● **ABOUT THIS TASK**
Please copy everything in the book description from "190x120mm. n/d but" down to "of Escoffier's writings.", swapping "clamshell box" for "slipcase".
STUDY TEXT Start Marker
Escoffier.   Georges Auguste     - Signed by the Author. 1930.
A. ESCOFFIER L'Aide Memoire Culinaire
SUIVE D'UNE Etude sur les Vins Francais et Etrangers a l'usage des Cuisiniers, Maitres d'hotel et Garcons de Restaurant ERNEST FLAMMARION, EDITEUR 26, RUE RACINE, PARIS Droits de traductions et de reproduction reserve pour tous pays, y compris la Suede et la Norvege.
190x120mm. n/d but circa 1928. 1fep. Half title with an unusual dedication signed by Escoffier - "En Souvenir A Monsieur Charles Leydecker sincire sympathie E Escoffier Mars 1930" and also as expected, Escoffier's facsimile signature on the verso, headed Note de l'Auteur. Title page with verso Advertissement Important. (1)vi-viii Avant-Propos. (1)1-390. no fep. Soiled original orange-brown paper covers with text still clearly legible. Internally evenly age browned throughout. This looks like a chefs well used copy that has been kept intact in the original state. Because of the signature it is housed in a dark brown cloth clamshell box. Two black and gilt morocco labels on spine. The first 3 leaves and front cover has clear tissue repairs not affecting the text. A rare, complete and original signed copy of this least known of Escoffier's writings.
STUDY TEXT End Marker
EXCERPTED RECORDS Start Marker
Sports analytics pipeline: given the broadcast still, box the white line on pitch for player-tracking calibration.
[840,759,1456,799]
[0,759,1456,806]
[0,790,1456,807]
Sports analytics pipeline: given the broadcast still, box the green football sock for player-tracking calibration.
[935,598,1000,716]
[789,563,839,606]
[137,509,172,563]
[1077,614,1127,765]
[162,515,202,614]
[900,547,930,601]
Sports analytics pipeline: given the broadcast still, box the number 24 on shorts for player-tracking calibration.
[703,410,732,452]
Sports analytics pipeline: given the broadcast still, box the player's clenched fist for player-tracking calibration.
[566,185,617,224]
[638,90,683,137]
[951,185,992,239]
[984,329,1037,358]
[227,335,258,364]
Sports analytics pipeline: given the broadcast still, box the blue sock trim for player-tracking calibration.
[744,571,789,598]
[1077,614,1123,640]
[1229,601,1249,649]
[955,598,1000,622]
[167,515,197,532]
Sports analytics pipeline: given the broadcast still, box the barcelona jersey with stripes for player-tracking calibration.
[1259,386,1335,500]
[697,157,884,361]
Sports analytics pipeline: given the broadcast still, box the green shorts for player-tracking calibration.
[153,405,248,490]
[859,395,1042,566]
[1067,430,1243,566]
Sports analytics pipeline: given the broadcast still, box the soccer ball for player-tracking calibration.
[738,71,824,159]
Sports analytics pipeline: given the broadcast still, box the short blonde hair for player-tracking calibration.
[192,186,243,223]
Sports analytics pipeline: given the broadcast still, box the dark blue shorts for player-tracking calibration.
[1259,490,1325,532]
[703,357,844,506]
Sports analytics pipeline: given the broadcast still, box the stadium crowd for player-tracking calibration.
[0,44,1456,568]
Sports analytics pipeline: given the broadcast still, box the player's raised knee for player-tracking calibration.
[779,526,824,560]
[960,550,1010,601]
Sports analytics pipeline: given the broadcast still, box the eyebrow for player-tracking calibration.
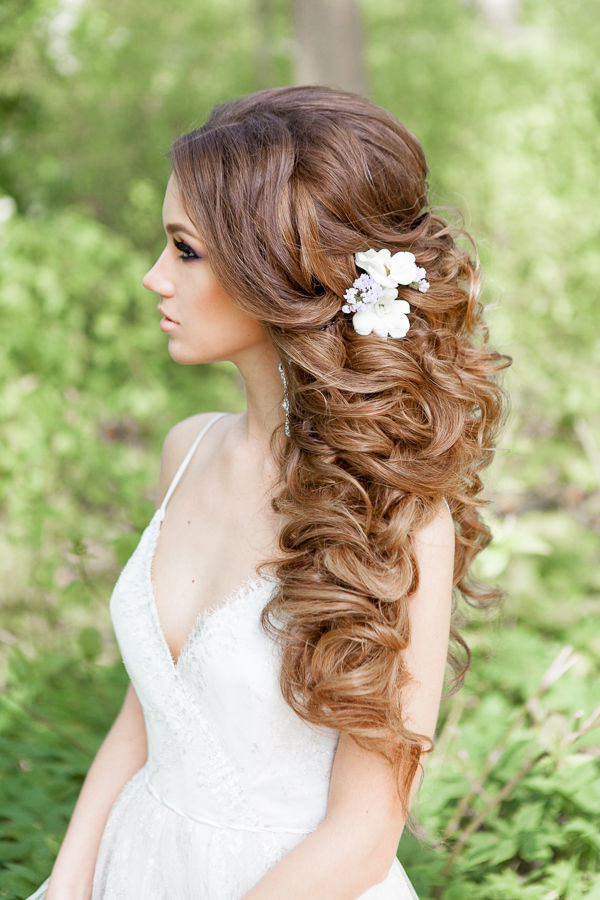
EXCERPTED RECORDS End Marker
EXCERPTED RECORDS Start Marker
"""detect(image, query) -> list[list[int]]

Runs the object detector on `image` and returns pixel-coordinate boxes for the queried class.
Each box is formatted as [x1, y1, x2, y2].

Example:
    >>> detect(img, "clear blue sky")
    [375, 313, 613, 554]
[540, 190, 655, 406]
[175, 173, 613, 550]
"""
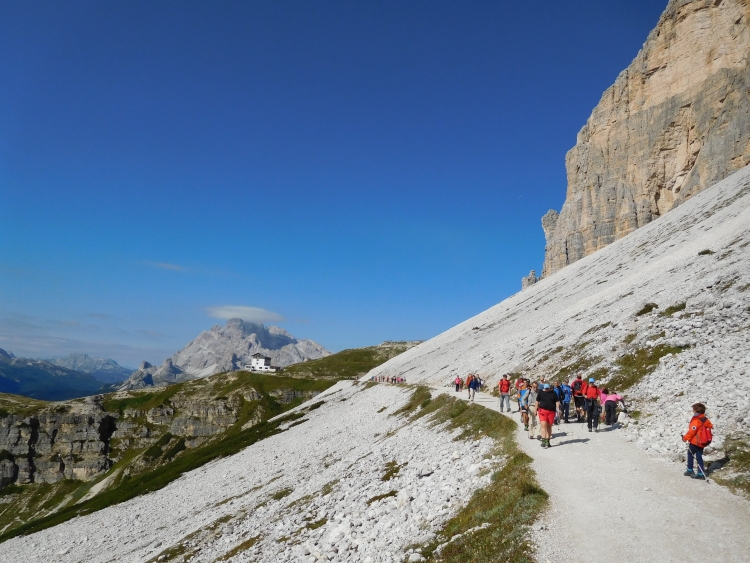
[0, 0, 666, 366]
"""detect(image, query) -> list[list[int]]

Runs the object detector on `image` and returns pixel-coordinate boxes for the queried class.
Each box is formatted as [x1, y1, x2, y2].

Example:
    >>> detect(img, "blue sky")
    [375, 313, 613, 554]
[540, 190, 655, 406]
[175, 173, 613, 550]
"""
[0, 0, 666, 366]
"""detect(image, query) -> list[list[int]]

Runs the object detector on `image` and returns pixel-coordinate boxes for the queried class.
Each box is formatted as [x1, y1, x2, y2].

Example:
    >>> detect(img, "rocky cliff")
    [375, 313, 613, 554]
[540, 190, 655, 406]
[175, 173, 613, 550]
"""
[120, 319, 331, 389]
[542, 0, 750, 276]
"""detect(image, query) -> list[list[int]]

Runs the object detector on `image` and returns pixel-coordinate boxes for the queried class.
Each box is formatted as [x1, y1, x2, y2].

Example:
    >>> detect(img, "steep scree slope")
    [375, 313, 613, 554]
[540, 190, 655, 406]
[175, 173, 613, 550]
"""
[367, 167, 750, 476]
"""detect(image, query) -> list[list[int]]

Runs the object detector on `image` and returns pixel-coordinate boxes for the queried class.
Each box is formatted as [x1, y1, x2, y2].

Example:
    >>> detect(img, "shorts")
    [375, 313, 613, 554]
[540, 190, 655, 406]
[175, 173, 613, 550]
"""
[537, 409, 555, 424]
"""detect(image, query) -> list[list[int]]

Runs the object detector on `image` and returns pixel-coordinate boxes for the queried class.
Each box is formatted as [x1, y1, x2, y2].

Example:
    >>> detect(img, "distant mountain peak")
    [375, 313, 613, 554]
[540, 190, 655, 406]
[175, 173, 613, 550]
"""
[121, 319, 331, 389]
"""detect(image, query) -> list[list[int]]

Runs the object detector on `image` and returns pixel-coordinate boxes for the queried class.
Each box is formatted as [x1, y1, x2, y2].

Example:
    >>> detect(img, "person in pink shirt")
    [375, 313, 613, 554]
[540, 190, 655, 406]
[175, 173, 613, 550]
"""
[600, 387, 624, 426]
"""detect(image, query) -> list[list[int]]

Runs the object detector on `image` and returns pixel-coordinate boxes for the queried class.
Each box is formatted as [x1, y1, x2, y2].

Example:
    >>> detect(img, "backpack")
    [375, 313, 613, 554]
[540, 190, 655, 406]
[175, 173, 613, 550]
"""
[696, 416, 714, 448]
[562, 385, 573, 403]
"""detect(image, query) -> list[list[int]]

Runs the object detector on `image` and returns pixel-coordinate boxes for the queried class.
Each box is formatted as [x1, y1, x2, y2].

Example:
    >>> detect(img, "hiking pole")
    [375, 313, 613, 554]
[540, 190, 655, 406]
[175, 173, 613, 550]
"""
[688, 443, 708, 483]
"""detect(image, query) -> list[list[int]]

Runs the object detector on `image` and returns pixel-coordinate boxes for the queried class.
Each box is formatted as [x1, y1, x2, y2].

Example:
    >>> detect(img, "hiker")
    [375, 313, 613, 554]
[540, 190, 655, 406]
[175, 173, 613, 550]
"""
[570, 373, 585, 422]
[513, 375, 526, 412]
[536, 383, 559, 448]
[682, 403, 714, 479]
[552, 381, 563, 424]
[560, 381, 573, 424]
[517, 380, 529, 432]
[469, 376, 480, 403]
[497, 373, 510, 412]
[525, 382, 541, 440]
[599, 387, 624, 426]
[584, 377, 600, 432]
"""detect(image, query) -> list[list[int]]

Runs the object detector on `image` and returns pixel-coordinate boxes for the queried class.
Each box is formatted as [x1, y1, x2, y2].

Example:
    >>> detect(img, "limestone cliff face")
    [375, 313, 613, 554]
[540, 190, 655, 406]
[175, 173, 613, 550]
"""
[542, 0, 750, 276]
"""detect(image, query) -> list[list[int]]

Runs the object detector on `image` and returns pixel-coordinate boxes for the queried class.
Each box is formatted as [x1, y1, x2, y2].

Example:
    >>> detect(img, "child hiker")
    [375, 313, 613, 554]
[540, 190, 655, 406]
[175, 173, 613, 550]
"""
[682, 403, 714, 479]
EXCERPTED RECORDS End Marker
EXCERPTED RECORDS Start Marker
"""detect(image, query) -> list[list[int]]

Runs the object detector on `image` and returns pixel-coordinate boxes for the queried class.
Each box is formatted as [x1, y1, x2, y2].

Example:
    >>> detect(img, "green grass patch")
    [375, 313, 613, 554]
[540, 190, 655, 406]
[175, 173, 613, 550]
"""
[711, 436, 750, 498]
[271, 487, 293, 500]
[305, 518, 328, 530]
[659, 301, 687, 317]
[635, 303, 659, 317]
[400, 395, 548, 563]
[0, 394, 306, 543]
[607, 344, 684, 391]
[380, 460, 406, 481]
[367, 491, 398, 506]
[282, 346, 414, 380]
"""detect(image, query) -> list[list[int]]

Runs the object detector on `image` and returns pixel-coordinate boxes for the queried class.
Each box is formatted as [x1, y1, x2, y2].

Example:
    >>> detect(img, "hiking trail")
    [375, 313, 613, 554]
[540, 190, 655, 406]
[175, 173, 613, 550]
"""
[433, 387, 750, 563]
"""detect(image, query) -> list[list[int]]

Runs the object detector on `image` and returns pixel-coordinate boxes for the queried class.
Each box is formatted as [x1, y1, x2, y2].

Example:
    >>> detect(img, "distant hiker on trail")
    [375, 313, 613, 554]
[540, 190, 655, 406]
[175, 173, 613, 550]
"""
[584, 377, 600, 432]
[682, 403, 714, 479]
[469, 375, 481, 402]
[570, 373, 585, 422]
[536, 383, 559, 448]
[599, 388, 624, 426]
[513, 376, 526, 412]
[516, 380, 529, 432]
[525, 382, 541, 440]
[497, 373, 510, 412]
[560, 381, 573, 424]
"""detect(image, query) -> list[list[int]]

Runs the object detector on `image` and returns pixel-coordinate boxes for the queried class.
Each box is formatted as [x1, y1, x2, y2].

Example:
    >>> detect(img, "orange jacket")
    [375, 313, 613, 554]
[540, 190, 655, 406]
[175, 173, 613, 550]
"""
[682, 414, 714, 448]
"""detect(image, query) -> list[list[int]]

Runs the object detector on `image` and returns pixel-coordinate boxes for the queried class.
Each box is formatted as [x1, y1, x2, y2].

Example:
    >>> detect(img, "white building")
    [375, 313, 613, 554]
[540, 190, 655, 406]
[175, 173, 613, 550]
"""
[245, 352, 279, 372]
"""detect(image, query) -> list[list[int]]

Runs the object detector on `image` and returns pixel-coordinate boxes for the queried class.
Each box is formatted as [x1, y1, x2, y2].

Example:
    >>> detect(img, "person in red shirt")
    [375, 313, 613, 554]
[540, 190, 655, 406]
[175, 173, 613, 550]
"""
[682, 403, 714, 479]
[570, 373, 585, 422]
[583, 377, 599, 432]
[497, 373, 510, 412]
EXCERPTED RECORDS End Marker
● **RESPONSE BELOW**
190x120mm. n/d but circa 1928. 1fep. Half title with an unusual dedication signed by Escoffier - "En Souvenir A Monsieur Charles Leydecker sincire sympathie E Escoffier Mars 1930" and also as expected, Escoffier's facsimile signature on the verso, headed Note de l'Auteur. Title page with verso Advertissement Important. (1)vi-viii Avant-Propos. (1)1-390. no fep. Soiled original orange-brown paper covers with text still clearly legible. Internally evenly age browned throughout. This looks like a chefs well used copy that has been kept intact in the original state. Because of the signature it is housed in a dark brown cloth slipcase. Two black and gilt morocco labels on spine. The first 3 leaves and front cover has clear tissue repairs not affecting the text. A rare, complete and original signed copy of this least known of Escoffier's writings.